- TASK DIRECTIONS:
Identify every line in the items below that contains the string "motorboat", and copy each of those lines. Matching is case-sensitive.

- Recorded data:
================

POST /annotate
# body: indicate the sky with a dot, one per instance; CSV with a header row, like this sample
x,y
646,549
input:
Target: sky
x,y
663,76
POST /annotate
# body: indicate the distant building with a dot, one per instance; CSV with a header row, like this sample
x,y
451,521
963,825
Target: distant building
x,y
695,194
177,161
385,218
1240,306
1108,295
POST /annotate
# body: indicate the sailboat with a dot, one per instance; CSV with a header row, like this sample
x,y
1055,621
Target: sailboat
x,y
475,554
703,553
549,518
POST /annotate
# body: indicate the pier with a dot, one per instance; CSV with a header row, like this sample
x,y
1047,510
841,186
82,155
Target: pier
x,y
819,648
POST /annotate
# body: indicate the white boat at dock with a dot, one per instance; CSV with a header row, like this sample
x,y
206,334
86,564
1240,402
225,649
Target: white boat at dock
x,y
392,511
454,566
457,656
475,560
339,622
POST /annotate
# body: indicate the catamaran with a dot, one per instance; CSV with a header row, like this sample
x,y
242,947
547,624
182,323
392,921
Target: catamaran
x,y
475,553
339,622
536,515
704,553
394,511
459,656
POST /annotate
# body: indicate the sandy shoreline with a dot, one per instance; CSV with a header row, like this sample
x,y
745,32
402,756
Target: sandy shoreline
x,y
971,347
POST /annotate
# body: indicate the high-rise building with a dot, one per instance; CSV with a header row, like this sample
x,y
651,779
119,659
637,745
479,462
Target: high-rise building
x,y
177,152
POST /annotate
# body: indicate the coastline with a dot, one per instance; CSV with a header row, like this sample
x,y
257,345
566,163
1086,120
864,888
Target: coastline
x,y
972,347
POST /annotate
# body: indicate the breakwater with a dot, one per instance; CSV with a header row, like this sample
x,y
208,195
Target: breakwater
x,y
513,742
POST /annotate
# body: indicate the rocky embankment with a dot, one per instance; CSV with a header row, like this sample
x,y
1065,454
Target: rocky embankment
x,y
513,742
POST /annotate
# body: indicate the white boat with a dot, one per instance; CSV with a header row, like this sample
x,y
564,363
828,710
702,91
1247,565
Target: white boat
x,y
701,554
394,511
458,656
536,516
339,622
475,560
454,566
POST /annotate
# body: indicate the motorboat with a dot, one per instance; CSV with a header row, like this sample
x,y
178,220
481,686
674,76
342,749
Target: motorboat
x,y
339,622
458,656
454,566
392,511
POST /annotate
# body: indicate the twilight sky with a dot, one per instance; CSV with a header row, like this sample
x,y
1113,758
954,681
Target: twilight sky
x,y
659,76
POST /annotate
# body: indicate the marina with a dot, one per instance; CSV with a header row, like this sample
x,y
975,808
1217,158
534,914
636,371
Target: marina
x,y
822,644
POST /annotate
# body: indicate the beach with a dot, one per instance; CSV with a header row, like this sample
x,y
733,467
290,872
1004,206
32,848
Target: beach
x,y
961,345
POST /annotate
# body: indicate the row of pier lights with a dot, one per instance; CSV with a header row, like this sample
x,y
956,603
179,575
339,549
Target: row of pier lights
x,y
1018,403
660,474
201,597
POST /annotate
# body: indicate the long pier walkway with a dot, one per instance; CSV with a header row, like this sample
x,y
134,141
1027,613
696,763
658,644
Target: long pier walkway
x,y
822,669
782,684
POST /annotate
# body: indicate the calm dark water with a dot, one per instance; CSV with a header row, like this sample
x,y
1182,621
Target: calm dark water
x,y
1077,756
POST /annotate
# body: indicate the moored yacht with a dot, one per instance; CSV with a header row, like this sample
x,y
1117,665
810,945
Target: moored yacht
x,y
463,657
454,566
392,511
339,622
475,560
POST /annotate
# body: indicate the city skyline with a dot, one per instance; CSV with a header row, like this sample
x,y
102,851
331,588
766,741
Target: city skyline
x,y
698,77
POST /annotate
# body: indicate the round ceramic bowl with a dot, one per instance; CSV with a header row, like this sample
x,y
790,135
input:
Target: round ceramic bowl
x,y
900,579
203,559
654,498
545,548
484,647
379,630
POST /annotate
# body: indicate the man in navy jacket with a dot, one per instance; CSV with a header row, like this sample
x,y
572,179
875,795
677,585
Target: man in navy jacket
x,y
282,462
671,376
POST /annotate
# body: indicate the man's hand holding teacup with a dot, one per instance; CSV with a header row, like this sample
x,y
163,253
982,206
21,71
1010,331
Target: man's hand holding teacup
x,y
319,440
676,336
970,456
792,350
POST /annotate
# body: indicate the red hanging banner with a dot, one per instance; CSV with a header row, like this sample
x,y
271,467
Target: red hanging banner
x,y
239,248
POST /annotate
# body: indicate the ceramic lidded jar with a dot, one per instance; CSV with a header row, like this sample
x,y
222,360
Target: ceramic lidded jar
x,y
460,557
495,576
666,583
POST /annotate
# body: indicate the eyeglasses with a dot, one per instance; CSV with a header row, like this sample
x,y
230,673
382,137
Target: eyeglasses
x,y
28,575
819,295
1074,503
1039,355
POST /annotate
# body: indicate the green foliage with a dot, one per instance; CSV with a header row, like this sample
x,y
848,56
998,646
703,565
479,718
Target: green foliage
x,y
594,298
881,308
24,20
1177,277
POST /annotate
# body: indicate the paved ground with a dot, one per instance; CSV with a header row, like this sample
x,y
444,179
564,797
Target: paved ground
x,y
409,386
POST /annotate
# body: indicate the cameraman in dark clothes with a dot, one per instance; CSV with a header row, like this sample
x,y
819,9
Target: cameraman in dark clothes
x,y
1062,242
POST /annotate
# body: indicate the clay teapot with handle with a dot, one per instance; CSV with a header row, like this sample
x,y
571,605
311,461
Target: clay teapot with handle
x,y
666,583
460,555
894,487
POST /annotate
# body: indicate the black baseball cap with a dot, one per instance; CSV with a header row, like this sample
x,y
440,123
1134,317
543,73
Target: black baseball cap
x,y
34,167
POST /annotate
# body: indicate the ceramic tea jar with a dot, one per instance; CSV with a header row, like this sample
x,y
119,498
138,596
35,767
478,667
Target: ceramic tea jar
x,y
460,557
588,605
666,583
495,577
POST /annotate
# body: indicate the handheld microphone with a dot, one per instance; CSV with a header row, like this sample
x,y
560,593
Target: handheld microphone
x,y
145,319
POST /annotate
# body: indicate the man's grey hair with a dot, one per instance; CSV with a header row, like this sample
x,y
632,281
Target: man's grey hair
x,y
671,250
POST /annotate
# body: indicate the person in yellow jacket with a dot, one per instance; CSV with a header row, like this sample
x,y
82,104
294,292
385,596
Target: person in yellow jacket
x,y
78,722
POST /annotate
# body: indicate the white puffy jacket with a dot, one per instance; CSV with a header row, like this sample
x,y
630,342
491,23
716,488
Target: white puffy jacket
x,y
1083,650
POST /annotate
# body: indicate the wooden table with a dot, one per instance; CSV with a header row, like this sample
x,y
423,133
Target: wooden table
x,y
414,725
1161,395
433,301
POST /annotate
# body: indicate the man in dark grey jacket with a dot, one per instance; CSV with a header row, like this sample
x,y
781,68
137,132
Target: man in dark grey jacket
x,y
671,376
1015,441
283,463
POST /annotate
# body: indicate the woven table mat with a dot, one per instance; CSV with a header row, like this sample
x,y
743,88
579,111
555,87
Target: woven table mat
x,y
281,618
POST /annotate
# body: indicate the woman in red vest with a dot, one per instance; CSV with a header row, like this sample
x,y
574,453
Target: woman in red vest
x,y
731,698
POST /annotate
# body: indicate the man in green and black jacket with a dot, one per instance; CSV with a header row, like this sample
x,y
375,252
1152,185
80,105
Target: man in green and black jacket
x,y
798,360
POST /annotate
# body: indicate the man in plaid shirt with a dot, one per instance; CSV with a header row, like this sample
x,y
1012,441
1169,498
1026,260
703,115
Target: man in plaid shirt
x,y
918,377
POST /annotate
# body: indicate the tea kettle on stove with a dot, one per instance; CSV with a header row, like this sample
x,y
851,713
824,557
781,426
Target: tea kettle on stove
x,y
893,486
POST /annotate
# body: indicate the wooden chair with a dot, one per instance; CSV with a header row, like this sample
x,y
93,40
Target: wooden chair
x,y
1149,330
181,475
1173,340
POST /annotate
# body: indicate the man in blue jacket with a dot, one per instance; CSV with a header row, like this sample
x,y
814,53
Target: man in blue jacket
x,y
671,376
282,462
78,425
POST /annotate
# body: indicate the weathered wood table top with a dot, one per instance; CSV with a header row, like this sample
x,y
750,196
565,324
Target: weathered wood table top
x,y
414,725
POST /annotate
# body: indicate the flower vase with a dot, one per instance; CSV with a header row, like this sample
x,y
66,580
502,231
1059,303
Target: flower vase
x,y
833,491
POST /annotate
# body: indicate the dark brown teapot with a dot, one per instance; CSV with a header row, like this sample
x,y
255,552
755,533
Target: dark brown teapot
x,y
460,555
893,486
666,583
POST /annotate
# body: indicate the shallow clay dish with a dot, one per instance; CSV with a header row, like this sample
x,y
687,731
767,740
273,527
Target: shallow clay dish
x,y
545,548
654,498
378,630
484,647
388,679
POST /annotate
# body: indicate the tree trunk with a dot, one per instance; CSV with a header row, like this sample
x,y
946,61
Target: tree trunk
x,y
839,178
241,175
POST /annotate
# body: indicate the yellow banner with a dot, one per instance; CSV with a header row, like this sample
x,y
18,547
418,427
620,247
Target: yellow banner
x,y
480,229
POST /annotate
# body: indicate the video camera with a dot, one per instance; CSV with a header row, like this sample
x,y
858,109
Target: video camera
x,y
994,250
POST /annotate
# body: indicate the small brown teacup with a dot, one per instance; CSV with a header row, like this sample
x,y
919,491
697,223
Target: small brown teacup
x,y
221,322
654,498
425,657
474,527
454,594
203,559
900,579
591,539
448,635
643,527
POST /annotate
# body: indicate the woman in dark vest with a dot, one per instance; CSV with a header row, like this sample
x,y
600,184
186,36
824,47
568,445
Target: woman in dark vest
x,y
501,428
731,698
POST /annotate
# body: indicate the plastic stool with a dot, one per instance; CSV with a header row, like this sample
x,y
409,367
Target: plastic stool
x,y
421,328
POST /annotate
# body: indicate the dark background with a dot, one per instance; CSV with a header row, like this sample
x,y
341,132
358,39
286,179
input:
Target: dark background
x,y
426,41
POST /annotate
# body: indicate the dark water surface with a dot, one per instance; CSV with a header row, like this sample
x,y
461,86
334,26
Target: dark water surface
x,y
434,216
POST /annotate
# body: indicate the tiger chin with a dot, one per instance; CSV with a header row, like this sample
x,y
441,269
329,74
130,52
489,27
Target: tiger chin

================

- ANSWER TO THIS TASK:
# body: indicate the motorboat with a dot, one per instance; CSV with a header row, like this sample
Target: motorboat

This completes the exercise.